------ BACAAN YANG DIBERIKAN

Yogi Bayar Perempuan Rp10 Juta untuk Temani Pesta sebelum Kematian Nurhadi

Mataram, IDN Times - Seorang perempuan inisial M ditetapkan sebagai tersangka dalam kasus kematian anggota Propam Polda NTB Brigadir Nurhadi di Villa Tekek, The Beach House Resort Hotel Gili Trawangan Lombok Utara pada 16 April lalu. Penyidik Ditreskrimum Polda NTB juga menetapkan atasan Brigadir Nurhadi di Bidang Propam Polda NTB inisial Kompol IMYPU alias Yogi dan Ipda HC alias Haris.
Pada 16 April 2025, tersangka Kompol Yogi dan Ipda Haris bersama korban Brigadir Nurhadi pesta narkoba di Villa Tekek Gili Trawangan ditemani dua perempuan yaitu tersangka M dan saksi P. Tersangka M merupakan perempuan yang dibayar Kompol Yogi sebesar Rp10 juta untuk menemani pesta narkoba dan minuman keras di Villa Tekek Gili Trawangan.
Aliansi Reformasi Polri untuk Masyarakat NTB memberikan bantuan hukum kepada tersangka M. Aliansi Reformasi Polri untuk Masyarakat NTB merupakan gabungan dari Pusat Bantuan Hukum Mangandar (PBHM) NTB, Biro Konsultasi dan Bantuan Hukum (BKBH) FHISIP Universitas Mataram dan Lembaga Konsultasi dan Bantuan Hukum (LKBH) Fakultas Hukum Universitas Muhammadiyah Mataram.
"Hari Jumat, 18 April 2025, Kompol Yogi mentransfer uang Rp10 juta sebagai bayaran jasanya (tersangka M) telah menemani selama liburan di Gili Trawangan sesuai komitmen awal," kata Koordinator Aliansi Reformasi Polri untuk Masyarakat NTB Yan Mangandar di Mataram, Kamis (10/7/2025).
1. Sosok tersangka M jadi tulang punggung keluarga

Yan menjelaskan tersangka M disangkakan melakukan tindak pidana penganiayaan yang mengakibatkan mati seseorang. Atau turut serta bersama tersangka Kompol Yogi dan tersangka Ipda HC karena kelalaian mengakibatkan orang lain mati pada waktu kejadian 16 April 2025 bertempat di Villa Tekek Gili Trawangan terhadap korban Brigadir Nurhadi. Mereka dijerat Pasal 351 ayat (3) KUHP dan atau Pasal 359 KUHP jo Pasal 55 KUHP.

------------

* SOAL 1: Menurut berita tentang kematian Brigadir Nurhadi, berapa uang yang ditransfer Kompol Yogi kepada tersangka M, dan pada hari serta tanggal berapa?
* SOAL 2: Tolong teruskan berita tentang kematian Brigadir Nurhadi mulai setelah kalimat terakhirnya.

------ DATA YANG DIBERIKAN

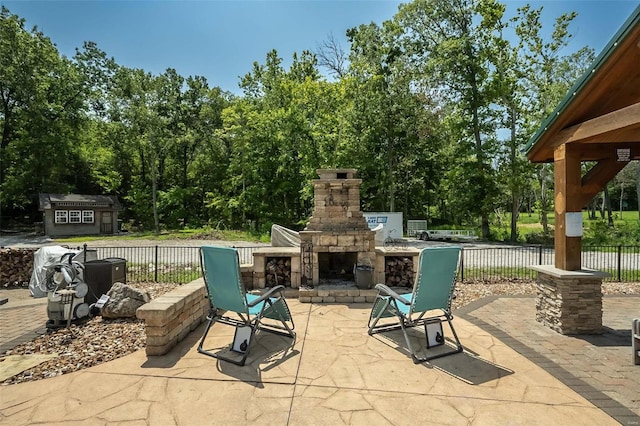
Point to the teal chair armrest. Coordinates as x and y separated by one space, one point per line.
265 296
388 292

------------
------ DATA YANG DIBERIKAN

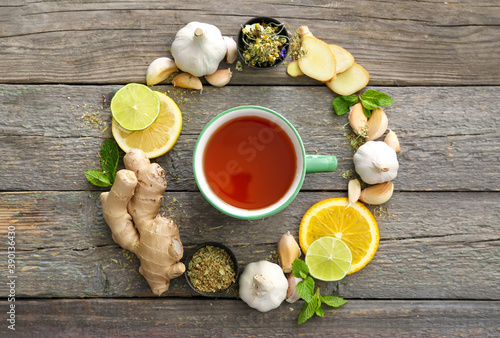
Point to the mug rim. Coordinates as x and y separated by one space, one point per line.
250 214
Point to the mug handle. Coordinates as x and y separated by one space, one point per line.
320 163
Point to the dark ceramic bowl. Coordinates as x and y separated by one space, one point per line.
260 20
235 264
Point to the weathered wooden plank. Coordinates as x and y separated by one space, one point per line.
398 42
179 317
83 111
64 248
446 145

------------

* JAWABAN YANG DIHARAPKAN 1: Rp10 juta, ditransfer pada hari Jumat, 18 April 2025.

* JAWABAN YANG DIHARAPKAN 2:
Tersangka Kompol Yogi, Ipda HC dan korban Brigadir Nurhadi memiliki hubungan atasan dan bawahan langsung pada Subbit Paminal Bidang Propam Polda NTB. Sedangkan saksi P dan tersangka M adalah perempuan yang dibayar untuk menemani atau menghibur pada acara pesta-pesta di Gili Trawangan. Di mana, saksi P bersama tersangka Ipda HC sedangkan tersangka M dengan Kompol Yogi.
Yan mengungkapkan sosok tersangka M. Dia adalah lulusan SMA yang akan genap berusia 24 tahun pada November mendatang. Tersangka M tergolong siswi berprestasi dan seorang anak yatim yang berasal dari keluarga sederhana. Ayahnya seorang buruh dan ibunya seorang penjual ikan.
Setelah ayahnya meninggal dunia, tersangka M membiayai seluruh biaya hidup dan pendidikan 5 saudaranya sampai perguruan tinggi. Dia juga menanggung biaya hidup ibunya.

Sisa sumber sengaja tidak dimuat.